Write the following entries out again exactly, skipping each image.

[Region pointing data]
··········

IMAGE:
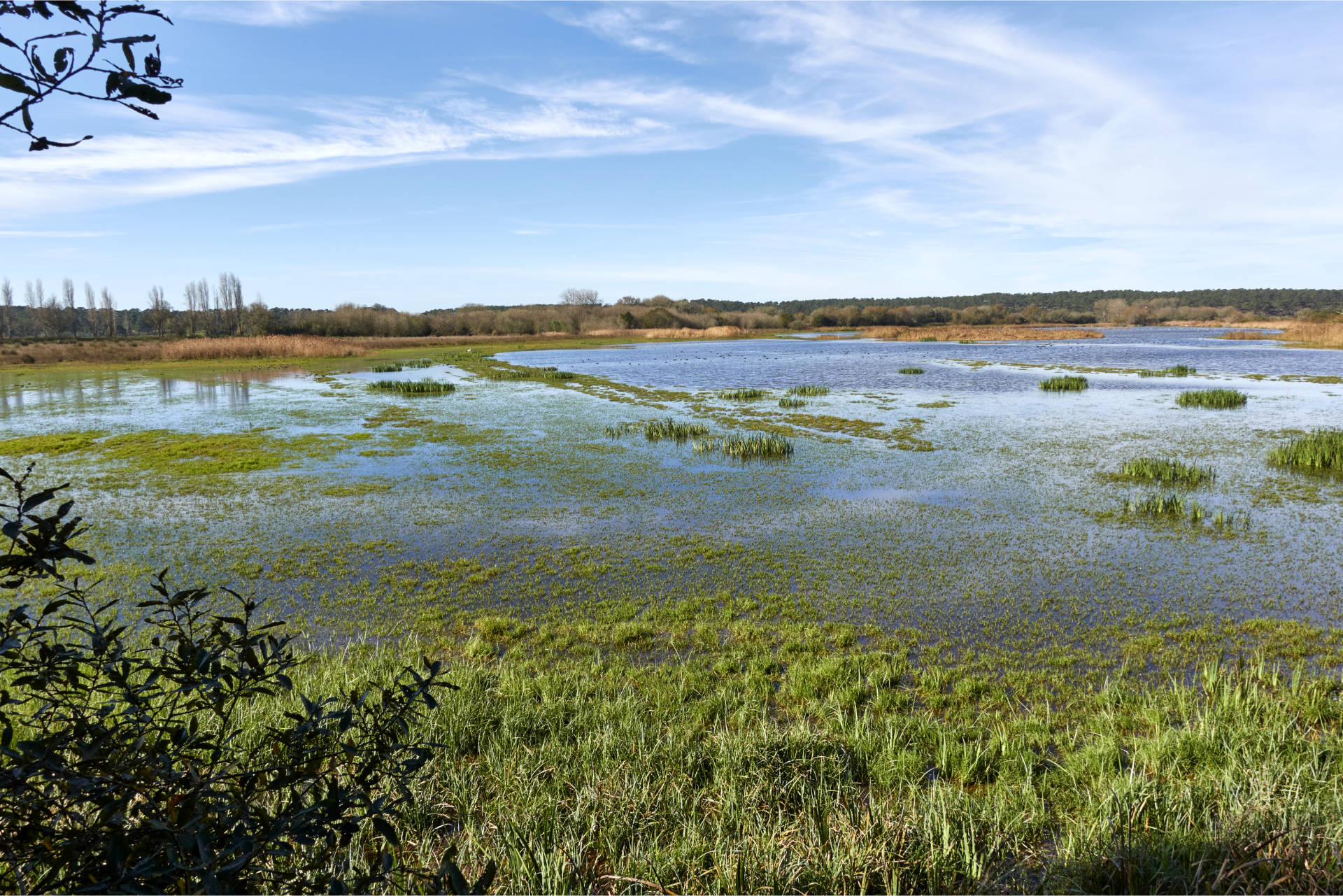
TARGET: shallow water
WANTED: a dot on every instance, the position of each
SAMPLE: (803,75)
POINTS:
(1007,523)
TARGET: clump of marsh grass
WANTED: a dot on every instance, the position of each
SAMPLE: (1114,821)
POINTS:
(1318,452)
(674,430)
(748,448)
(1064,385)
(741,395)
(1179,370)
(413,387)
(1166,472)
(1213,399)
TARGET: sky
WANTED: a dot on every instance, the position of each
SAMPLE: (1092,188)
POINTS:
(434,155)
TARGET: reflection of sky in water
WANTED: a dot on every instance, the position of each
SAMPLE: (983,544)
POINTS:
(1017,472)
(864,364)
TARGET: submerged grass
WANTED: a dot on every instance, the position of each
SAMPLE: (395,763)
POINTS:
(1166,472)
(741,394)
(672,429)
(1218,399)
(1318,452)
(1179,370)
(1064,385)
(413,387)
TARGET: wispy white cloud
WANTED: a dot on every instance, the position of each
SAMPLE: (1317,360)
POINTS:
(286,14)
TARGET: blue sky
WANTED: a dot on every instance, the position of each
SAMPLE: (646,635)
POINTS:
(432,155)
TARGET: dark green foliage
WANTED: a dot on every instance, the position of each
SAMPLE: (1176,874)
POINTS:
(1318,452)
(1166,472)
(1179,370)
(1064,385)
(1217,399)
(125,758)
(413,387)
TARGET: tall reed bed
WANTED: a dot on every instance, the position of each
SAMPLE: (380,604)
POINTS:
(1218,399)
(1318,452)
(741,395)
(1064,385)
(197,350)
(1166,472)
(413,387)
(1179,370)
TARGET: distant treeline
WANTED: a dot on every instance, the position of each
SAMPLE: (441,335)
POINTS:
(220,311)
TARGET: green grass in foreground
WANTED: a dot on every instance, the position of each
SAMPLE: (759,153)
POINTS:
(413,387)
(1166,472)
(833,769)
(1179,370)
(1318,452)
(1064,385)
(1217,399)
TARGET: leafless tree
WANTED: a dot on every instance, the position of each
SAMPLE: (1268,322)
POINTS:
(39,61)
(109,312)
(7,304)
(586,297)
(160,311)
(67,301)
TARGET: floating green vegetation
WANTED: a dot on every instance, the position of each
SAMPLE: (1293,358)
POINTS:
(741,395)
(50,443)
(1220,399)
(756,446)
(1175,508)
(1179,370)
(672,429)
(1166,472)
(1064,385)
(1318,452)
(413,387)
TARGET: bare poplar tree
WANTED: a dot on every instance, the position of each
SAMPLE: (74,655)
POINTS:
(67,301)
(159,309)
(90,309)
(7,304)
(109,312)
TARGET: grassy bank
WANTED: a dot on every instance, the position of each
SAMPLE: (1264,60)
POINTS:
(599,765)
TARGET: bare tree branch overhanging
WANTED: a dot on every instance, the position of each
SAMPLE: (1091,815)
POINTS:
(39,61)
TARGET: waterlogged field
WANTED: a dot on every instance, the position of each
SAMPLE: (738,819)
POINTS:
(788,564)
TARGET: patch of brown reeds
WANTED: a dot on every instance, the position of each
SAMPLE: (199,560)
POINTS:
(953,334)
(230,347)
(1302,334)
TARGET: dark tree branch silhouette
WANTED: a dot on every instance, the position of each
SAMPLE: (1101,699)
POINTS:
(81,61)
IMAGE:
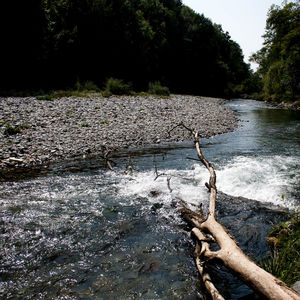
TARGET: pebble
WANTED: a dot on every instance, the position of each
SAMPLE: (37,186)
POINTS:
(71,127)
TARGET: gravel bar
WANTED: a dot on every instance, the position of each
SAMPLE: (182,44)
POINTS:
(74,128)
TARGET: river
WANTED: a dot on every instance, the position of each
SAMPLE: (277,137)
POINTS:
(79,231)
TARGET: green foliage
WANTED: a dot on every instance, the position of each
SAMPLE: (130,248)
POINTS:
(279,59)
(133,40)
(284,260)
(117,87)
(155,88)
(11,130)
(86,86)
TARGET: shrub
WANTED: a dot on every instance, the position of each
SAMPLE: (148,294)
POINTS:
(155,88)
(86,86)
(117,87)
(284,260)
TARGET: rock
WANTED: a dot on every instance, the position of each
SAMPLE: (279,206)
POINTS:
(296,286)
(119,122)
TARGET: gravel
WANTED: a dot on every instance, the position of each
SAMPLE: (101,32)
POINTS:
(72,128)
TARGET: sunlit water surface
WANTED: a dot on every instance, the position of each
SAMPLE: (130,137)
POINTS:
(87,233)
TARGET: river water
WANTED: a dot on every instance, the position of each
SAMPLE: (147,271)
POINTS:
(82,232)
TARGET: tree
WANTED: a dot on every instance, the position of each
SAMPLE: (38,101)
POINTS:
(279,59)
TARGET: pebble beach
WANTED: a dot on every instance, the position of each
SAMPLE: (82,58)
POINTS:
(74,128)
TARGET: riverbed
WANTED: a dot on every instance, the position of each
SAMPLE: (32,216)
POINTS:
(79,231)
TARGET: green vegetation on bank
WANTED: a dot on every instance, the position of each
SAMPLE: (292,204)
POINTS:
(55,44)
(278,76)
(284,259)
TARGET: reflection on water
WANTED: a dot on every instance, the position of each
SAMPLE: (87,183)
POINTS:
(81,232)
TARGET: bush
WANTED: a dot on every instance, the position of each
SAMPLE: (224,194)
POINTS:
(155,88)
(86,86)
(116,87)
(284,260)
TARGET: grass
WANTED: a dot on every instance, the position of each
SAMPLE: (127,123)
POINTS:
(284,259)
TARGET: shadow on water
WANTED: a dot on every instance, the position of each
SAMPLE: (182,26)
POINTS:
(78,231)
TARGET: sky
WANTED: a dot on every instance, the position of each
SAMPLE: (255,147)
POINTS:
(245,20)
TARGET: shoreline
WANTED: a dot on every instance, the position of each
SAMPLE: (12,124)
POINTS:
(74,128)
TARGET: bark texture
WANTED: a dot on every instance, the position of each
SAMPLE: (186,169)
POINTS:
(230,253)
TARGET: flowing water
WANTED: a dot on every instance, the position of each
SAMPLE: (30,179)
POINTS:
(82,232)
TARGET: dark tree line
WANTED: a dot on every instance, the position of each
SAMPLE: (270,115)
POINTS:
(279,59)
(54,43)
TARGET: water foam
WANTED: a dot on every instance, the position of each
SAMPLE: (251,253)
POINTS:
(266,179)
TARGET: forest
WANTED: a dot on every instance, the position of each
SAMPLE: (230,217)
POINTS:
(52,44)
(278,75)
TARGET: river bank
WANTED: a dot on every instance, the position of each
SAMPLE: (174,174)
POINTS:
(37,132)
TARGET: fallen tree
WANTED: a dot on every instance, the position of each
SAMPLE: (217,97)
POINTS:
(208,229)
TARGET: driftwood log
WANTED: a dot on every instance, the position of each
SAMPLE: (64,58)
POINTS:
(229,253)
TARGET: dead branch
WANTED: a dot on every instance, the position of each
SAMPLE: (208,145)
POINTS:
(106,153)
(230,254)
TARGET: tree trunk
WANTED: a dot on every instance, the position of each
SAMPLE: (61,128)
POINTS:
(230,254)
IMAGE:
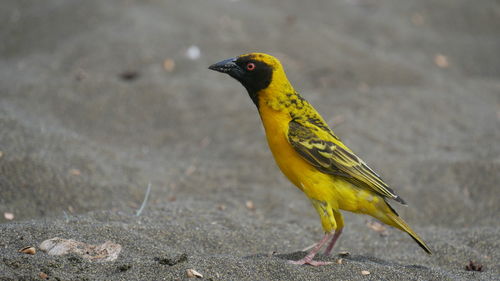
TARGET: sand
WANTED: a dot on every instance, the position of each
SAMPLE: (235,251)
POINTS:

··········

● OUTPUT OF THE EXERCISE:
IMAGE:
TARGET: shallow water
WANTED: a dot on every instance, the position of each
SAMPLE: (803,75)
POINTS:
(1007,523)
TARGET: clump of marsh grass
WANTED: a dot on every instance, the position of each
SAMPLE: (1114,821)
POINTS:
(1318,452)
(674,430)
(748,448)
(1064,385)
(741,395)
(1179,370)
(413,387)
(1166,472)
(1213,399)
TARGET: sky
WANTED: a dot on every instance, the position of each
SAMPLE: (1092,188)
POINTS:
(434,155)
TARGET: reflection of sky in water
WANTED: a dot on every instance, the position of each
SAMPLE: (983,544)
POINTS:
(1017,472)
(864,364)
TARGET: submerged grass
WANTED: a dot on every instance, the position of each
SAMPLE: (395,763)
POINTS:
(1166,472)
(741,394)
(672,429)
(1218,399)
(1318,452)
(1179,370)
(1064,385)
(413,387)
TARGET: wispy white cloud
WANTED: a dot on every instance, the position of each
SAMPLE: (1317,360)
POINTS:
(286,14)
TARGET: blue sky
WANTED: a dot on every instance, the position of each
SAMPLE: (646,635)
POINTS:
(432,155)
TARGET: dark green foliage
WANTED: a dot on every instance, the position of each
SAMPLE: (1176,874)
POINTS:
(1318,452)
(1166,472)
(1179,370)
(1064,385)
(1217,399)
(125,758)
(413,387)
TARGET: tall reed bed
WANTED: a dot on every instance, the position of each
SAMPLE: (380,604)
POINTS:
(1218,399)
(1318,452)
(741,395)
(1064,385)
(197,350)
(1166,472)
(413,387)
(1179,370)
TARGET: distant treeline
WANTED: a dot on every instance, the position of each
SAMPLE: (441,335)
POINTS:
(220,311)
TARGET: green grass in foreground
WANTED: a dot on every instance, the position of each
SAMPLE: (759,153)
POINTS:
(413,387)
(1166,472)
(833,769)
(1179,370)
(1318,452)
(1064,385)
(1217,399)
TARGET: leafless tree
WANTED: a dot on every instance, the position of each
SAMPLE: (1268,322)
POINTS:
(39,61)
(109,312)
(7,304)
(586,297)
(160,311)
(67,301)
TARGET: floating green vegetation
WANTED: a dot on every instance, the position of each
SAMPLE: (1293,358)
POINTS:
(741,395)
(50,443)
(1220,399)
(756,446)
(1175,508)
(1179,370)
(672,429)
(1166,472)
(1064,385)
(1318,452)
(413,387)
TARGET: bare poplar tree
WANTED: a dot on every instance, the position of each
SAMPLE: (74,655)
POINTS:
(67,301)
(159,309)
(90,309)
(7,304)
(109,312)
TARGET: grassy bank
WANTED: a dot on every instance, the position of each
SAMPLE: (1264,60)
POINTS:
(599,765)
TARGET: bare tree branch overhanging
WANTED: a dot on every instance, the position of each
SAMPLE: (1091,815)
POINTS:
(39,61)
TARGET: waterlogged field
WANTED: a dot on every instance, the position of each
SAMPLE: (738,819)
POINTS:
(788,564)
TARGET: patch of brown reeds
WANTED: a dot on every instance, the position of each
SAMPLE: (199,560)
POINTS:
(953,334)
(230,347)
(1302,334)
TARGET: dark tree branch silhouette
WANTED: a dot on every instance, the position of each
SAMPLE: (1101,699)
POINTS:
(81,61)
IMAGE:
TARGET: pebble
WANTED: a dot on every instance, the position of each
SAMPLE: (37,186)
POINTS:
(71,127)
TARGET: gravel bar
WANTED: a dot on every instance, the position of each
SAMPLE: (182,44)
POINTS:
(74,128)
TARGET: river
WANTED: a dot on every instance, the position of each
SAMPLE: (277,137)
POINTS:
(79,231)
TARGET: green foliage
WANTED: a dot on every instance, the position of each
SAMPLE: (130,248)
POINTS:
(279,59)
(133,40)
(284,260)
(117,87)
(155,88)
(11,130)
(86,86)
TARGET: shrub
WANTED: a dot on every instance, the position of each
SAMPLE: (148,294)
POINTS:
(155,88)
(86,86)
(117,87)
(284,260)
TARGET: rock
WANTED: a dot on every instance, the position of each
SAMPLE: (279,206)
POINTS:
(296,286)
(119,122)
TARGET: gravel
WANTED: a dot on every instance, the position of each
SAMPLE: (101,32)
POINTS:
(72,128)
TARGET: sunlit water surface
WANTED: a dot on every instance, the position of each
SAMPLE: (130,137)
POINTS:
(87,233)
TARGET: river water
WANTED: a dot on every instance, the position of each
SAMPLE: (147,271)
POINTS:
(82,232)
TARGET: tree
WANTED: a dot on every instance, the position of each
SAMPLE: (38,101)
POINTS:
(279,59)
TARGET: pebble beach
WANTED: a dot on every instance, the position of each
SAMPLE: (82,58)
POINTS:
(74,128)
TARGET: riverbed
WANTED: a dot on every instance, the position of each
SAMPLE: (32,216)
POINTS:
(79,231)
TARGET: green vegetation on bank
WANTED: a dot on every instance, the position of each
SAMPLE: (292,204)
POINTS:
(55,44)
(278,76)
(284,259)
TARGET: reflection on water
WANTED: a dot on every instance, the position of each
SAMPLE: (87,183)
POINTS:
(81,232)
TARGET: bush
WANTED: a dot on every instance, the position of each
SAMPLE: (224,194)
POINTS:
(155,88)
(86,86)
(116,87)
(284,260)
TARGET: grass
WANTED: a dot on every instance, the position of each
SAMPLE: (127,123)
POINTS:
(284,259)
TARGET: shadow on water
WANTED: a dot on every instance, the position of each
SAMPLE: (182,26)
POINTS:
(78,231)
TARGET: sky
WANTED: a dot on every instance, the position of each
SAMPLE: (255,147)
POINTS:
(245,20)
TARGET: shoreline
WANTED: a dot on every instance, the position of each
SAMPLE: (12,124)
POINTS:
(74,128)
TARGET: bark texture
WANTED: a dot on every instance, the position of each
SAMPLE: (186,169)
POINTS:
(230,253)
TARGET: flowing water
WANTED: a dot on every instance, the position of each
SAMPLE: (30,179)
POINTS:
(82,232)
TARGET: dark tree line
WANTED: a dot on every instance, the position of each
SAMPLE: (270,115)
POINTS:
(279,59)
(54,43)
TARGET: water foam
WANTED: a dot on every instance, the position of each
SAMPLE: (251,253)
POINTS:
(266,179)
TARGET: forest
WANTED: a dot on every instance, the position of each
SAMPLE: (230,217)
POINTS:
(52,44)
(278,75)
TARGET: river bank
WANTED: a dot on every instance, the position of each
SAMPLE: (174,174)
POINTS:
(37,132)
TARGET: fallen tree
WANTED: a dot on every instance, the position of each
SAMPLE: (217,97)
POINTS:
(208,229)
TARGET: driftwood log
WANTED: a dot on every instance, the position of each
SAMPLE: (64,58)
POINTS:
(229,253)
TARGET: dead branch
WANTED: a dot on every instance, the position of each
SAMPLE: (208,145)
POINTS:
(106,153)
(230,254)
TARGET: tree trunk
WANTED: a dot on every instance, the position of each
SAMPLE: (61,128)
POINTS:
(230,254)
IMAGE:
TARGET: sand
WANTED: a dot on every instance, the position of each
SAMPLE: (235,251)
POINTS:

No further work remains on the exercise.